'''

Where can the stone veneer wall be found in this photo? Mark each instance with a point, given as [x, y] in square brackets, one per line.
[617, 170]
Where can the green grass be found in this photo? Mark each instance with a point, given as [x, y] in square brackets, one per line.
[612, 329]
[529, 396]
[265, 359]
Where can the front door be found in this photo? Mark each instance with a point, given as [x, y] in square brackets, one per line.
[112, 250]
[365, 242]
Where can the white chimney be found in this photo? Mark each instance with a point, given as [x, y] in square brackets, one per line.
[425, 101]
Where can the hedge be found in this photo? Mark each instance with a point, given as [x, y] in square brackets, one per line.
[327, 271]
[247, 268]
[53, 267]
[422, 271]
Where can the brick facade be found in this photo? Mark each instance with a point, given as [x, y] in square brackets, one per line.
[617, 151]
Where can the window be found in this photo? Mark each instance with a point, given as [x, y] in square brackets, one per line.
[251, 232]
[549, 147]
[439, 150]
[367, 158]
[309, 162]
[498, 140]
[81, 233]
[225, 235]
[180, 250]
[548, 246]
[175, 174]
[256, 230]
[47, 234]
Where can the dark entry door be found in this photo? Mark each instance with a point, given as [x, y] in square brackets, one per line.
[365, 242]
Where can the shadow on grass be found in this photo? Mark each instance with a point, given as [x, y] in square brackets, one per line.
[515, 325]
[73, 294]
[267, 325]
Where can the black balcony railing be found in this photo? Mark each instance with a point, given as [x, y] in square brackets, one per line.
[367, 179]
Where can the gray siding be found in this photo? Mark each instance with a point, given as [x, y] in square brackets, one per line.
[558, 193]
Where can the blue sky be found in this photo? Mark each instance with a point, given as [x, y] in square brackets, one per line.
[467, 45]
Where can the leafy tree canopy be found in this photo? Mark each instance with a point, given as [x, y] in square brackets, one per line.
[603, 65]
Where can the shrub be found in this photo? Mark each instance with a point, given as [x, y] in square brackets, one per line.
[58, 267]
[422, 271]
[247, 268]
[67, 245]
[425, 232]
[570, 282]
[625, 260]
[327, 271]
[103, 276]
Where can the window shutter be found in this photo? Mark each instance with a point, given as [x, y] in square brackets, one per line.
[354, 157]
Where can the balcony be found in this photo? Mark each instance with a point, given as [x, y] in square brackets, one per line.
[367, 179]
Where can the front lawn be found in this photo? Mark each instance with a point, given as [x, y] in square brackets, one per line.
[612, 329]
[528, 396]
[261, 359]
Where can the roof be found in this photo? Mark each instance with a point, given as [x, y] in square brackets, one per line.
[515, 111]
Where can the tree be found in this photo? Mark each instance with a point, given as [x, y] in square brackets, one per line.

'''

EXERCISE OBJECTIVE: The material is to be written out once more, exactly and in full.

OUTPUT OF THE TASK:
Where can the stone veneer wall be found in this photo? Mark each instance with a point, given as [x, y] in square brackets, one per line.
[617, 170]
Where can the green grass be found in this photo? Mark each instance with a point, given as [x, y] in square brackets, one per line.
[612, 329]
[529, 396]
[265, 359]
Where can the front door be found in this photo? Mark each instance with a point, given as [x, y] in square brackets, one per line.
[112, 250]
[365, 242]
Where can the white chimney be found in this photo? Mark each instance with a point, given as [x, y] in square brackets, one per line.
[425, 101]
Where can the hedge be found in this photo? Mark each instance with a point, given as [x, y] in square brackets, one per line.
[327, 271]
[247, 268]
[53, 267]
[422, 271]
Where can the brick facade be found in this photo? Mark each instance with a point, given as [x, y] in square brackets, one per line.
[617, 151]
Where can the window be found in this photo? Mark each instance with a point, given as [x, y] in square brackets, one per line.
[251, 232]
[549, 147]
[439, 150]
[367, 158]
[309, 162]
[498, 140]
[81, 233]
[225, 235]
[180, 250]
[548, 246]
[175, 174]
[256, 230]
[47, 234]
Where can the dark entry door be found in this photo? Mark each instance with a point, given as [x, y] in square brackets, one per line.
[365, 242]
Where can the shadow on grass be found in this photo? Mark each instance with a point, given as [x, y] in square brackets, one per line.
[515, 325]
[73, 294]
[267, 325]
Where can the black balcony railing be found in this photo? Mark each instance with a point, given as [x, y] in square brackets, one per line.
[367, 179]
Where can the gray siding be found in this photo? Mark each instance with a point, given as [x, y] in square brackets, one per line.
[558, 193]
Where can the blue sky be found in this photo? Mark each instance with a point, given as [x, y] in square brackets, one per line.
[467, 45]
Where can the leafy tree canopy be found in this photo? Mark each instance with a point, given as [x, y] in square brackets, one per line.
[603, 65]
Where can the shrub be found in this photo? Mark each instance with a point, given as [x, y] in square brackets, one per line.
[58, 267]
[422, 271]
[247, 268]
[67, 245]
[425, 232]
[570, 282]
[625, 260]
[327, 271]
[103, 276]
Where can the window shutter be found in this photo? Mark each instance with a point, given as [x, y] in square brackets, one per line.
[354, 157]
Where can the balcony be found in this photo? Mark each instance with a point, given as [x, y] in square brackets, one per line.
[367, 179]
Where can the front lawn be found in this photo? Mark each instance with a point, given as [x, y] in square brackets, one per line.
[612, 329]
[528, 396]
[261, 359]
Where can the roof be found in this photo? Mark each instance with a point, given as [x, y] in square brackets, one per line.
[515, 111]
Where can the tree be found in this photo? Mark each instance with a point, given as [x, y] in square brackets, one per line.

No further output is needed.